次に示すシャーガス病の記事を、全文一字も変えずに書き写すこと。

◆ **本文**:
"""

ホーム | 日系社会ニュース | シャーガス病=留意しよう=30~60歳代心臓気になる人=以前サシガメと接触した人=デカセギにも潜在的感染者

シャーガス病=留意しよう=30~60歳代心臓気になる人=以前サシガメと接触した人=デカセギにも潜在的感染者

2007年9月4日付け

 三十~六十代で心臓が気になる人は要注意――。長期間の慢性期間をへて、突然、心臓疾患や歩行困難、消化器系の疾患などを発症し、死に至ることもある熱帯病、シャーガス病。蚊を媒体にするデング熱に比べて認知度がひくい病気で、吸血昆虫のサシガメ(バルベイロ)が媒体となって人体に感染する。デカセギ日系ブラジル人も潜在的な感染者と考えられ、日本での輸血感染を危惧する声もあがっている。先ほど援協が実施した奥パウリスタ、南マットグロッソ、奥ソロカバナ方面への巡回診療に、同感染病の研究を長年続ける三浦左千夫さん(62、慶応大学医学部熱帯医学寄生虫学教室助手)が同行。八月三十一日に来社し、各移住地の日本人・日系人を対象にした同病の検査結果や特徴などを報告した。

"""

◆ **表示データ**:
"""

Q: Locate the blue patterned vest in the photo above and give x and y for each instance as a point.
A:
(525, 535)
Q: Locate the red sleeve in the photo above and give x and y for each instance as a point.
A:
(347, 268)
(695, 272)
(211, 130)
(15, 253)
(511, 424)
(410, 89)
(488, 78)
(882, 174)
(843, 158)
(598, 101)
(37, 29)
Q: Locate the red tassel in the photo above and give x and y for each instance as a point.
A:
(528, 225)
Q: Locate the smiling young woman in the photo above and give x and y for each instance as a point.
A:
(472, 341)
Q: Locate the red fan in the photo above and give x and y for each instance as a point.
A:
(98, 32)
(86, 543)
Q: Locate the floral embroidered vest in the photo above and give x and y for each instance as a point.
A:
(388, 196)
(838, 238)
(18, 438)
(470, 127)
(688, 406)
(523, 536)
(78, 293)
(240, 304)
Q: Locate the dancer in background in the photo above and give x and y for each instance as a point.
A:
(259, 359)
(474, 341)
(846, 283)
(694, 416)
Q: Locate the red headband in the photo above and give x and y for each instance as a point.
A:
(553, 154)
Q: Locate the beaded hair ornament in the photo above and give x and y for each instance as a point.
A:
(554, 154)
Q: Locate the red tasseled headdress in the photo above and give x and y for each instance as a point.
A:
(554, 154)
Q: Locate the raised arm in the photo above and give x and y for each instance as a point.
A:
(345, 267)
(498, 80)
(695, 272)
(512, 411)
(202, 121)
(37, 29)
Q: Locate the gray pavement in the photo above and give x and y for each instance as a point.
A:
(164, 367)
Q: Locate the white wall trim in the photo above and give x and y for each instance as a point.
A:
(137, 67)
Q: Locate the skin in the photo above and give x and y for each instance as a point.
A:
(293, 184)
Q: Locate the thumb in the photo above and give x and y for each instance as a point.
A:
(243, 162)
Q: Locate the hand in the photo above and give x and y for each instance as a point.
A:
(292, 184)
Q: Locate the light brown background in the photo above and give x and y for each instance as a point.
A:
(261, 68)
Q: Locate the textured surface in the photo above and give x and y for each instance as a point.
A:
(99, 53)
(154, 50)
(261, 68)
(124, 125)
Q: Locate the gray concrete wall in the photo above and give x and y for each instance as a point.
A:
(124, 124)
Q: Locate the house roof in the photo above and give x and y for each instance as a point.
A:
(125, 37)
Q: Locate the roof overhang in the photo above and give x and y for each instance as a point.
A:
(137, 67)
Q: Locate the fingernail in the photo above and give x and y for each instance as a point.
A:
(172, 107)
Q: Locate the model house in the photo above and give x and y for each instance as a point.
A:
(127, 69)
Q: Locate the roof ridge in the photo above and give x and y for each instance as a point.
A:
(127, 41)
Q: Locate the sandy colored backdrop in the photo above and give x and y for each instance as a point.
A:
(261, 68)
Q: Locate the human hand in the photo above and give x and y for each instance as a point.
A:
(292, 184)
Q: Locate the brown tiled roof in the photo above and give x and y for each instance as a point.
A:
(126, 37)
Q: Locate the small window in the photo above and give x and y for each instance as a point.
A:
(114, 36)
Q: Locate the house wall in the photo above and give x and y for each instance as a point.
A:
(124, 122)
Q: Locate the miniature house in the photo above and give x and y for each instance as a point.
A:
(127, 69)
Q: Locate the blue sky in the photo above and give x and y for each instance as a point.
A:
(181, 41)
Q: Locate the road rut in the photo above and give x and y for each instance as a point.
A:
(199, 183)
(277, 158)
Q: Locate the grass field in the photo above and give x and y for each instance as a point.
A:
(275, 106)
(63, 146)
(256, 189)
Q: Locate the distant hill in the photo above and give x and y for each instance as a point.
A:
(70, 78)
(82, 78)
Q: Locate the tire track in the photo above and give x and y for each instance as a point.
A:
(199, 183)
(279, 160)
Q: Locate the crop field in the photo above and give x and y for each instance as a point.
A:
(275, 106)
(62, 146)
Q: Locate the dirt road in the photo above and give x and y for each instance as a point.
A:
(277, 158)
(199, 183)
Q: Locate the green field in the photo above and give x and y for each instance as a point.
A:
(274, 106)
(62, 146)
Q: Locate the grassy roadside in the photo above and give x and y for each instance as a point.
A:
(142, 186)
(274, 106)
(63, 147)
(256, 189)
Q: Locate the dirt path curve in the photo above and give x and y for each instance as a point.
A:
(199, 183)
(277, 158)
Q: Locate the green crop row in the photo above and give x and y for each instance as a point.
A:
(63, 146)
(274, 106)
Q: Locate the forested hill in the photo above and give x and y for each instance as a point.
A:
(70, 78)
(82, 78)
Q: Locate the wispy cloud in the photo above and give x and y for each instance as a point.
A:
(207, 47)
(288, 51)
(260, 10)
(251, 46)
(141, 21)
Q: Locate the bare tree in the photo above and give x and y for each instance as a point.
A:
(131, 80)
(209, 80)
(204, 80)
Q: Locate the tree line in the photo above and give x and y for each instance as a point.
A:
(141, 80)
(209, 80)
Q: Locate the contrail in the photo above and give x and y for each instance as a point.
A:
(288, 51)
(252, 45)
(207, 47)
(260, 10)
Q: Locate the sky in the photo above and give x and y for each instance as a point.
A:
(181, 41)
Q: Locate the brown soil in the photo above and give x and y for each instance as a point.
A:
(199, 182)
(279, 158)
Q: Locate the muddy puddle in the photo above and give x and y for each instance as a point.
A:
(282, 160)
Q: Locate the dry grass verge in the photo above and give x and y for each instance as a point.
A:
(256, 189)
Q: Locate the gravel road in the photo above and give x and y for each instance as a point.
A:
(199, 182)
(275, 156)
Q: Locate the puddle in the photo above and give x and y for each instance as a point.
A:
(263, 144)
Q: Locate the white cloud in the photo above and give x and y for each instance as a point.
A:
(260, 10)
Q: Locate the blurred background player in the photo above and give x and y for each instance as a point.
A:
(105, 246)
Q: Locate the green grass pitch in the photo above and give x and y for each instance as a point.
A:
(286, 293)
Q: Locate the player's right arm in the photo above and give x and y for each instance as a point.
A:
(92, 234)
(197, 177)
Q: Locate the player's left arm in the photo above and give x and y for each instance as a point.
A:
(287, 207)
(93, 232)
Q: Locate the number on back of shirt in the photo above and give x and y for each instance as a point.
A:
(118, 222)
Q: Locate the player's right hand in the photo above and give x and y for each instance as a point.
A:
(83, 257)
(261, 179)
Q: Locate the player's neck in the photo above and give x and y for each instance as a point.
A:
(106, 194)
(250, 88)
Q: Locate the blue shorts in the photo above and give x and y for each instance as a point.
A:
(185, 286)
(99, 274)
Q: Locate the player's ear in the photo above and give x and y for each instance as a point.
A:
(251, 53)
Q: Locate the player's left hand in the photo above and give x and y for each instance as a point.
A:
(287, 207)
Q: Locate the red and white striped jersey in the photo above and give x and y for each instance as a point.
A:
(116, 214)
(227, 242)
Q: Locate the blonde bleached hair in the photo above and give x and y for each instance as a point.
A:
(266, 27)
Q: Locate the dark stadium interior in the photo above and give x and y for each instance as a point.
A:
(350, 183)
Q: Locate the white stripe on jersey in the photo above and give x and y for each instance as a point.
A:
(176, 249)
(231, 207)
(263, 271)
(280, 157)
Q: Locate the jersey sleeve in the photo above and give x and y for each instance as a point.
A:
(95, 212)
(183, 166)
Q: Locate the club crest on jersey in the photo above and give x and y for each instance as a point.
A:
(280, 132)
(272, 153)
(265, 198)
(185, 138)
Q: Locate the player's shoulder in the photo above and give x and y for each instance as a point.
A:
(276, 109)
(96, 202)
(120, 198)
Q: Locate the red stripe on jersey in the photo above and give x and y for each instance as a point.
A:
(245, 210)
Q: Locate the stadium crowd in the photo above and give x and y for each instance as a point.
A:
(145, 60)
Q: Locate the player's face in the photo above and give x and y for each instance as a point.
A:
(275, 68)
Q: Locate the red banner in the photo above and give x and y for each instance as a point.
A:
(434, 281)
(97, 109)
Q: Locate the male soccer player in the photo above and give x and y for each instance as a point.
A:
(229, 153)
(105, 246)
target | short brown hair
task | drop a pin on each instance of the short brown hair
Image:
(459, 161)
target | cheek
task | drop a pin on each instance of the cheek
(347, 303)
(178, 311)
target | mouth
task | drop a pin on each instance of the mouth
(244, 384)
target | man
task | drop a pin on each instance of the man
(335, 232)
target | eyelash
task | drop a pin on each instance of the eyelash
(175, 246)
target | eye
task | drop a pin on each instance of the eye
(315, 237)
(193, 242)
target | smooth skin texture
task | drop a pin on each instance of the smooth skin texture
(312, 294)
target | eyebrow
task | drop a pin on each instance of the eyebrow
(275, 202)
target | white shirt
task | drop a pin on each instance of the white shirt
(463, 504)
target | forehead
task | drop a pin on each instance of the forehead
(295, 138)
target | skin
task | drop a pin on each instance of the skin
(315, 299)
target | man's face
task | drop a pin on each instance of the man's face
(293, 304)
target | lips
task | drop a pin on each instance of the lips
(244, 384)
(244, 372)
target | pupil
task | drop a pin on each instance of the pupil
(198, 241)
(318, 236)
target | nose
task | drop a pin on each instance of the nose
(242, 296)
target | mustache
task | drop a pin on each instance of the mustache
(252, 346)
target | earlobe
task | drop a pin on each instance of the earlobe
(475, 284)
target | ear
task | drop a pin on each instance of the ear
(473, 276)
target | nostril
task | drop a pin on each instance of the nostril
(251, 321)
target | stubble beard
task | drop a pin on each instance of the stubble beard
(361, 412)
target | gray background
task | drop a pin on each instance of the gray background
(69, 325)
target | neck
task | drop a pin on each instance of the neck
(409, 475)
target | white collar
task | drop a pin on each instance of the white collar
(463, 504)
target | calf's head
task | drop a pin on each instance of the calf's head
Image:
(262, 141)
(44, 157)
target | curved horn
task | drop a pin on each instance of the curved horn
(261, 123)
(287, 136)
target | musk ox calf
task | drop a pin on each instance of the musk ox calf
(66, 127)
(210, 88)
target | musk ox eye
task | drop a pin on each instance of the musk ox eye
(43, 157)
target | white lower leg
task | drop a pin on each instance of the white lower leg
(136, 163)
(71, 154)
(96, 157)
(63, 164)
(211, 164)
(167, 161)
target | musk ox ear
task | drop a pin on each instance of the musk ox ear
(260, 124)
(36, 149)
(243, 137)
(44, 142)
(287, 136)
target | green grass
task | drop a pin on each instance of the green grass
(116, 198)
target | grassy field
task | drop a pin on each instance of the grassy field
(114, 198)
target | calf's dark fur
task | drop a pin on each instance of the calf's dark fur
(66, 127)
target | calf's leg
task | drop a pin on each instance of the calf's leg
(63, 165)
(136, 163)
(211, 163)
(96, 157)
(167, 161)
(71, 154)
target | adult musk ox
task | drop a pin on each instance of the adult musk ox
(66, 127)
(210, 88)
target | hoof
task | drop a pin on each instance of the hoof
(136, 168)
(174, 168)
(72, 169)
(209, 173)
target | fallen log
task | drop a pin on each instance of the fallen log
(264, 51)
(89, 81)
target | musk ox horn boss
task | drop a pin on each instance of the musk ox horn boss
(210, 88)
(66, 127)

"""

◆ **解答**:
ホーム | 日系社会ニュース | シャーガス病=留意しよう=30~60歳代心臓気になる人=以前サシガメと接触した人=デカセギにも潜在的感染者

シャーガス病=留意しよう=30~60歳代心臓気になる人=以前サシガメと接触した人=デカセギにも潜在的感染者

2007年9月4日付け

 三十~六十代で心臓が気になる人は要注意――。長期間の慢性期間をへて、突然、心臓疾患や歩行困難、消化器系の疾患などを発症し、死に至ることもある熱帯病、シャーガス病。蚊を媒体にするデング熱に比べて認知度がひくい病気で、吸血昆虫のサシガメ(バルベイロ)が媒体となって人体に感染する。デカセギ日系ブラジル人も潜在的な感染者と考えられ、日本での輸血感染を危惧する声もあがっている。先ほど援協が実施した奥パウリスタ、南マットグロッソ、奥ソロカバナ方面への巡回診療に、同感染病の研究を長年続ける三浦左千夫さん(62、慶応大学医学部熱帯医学寄生虫学教室助手)が同行。八月三十一日に来社し、各移住地の日本人・日系人を対象にした同病の検査結果や特徴などを報告した。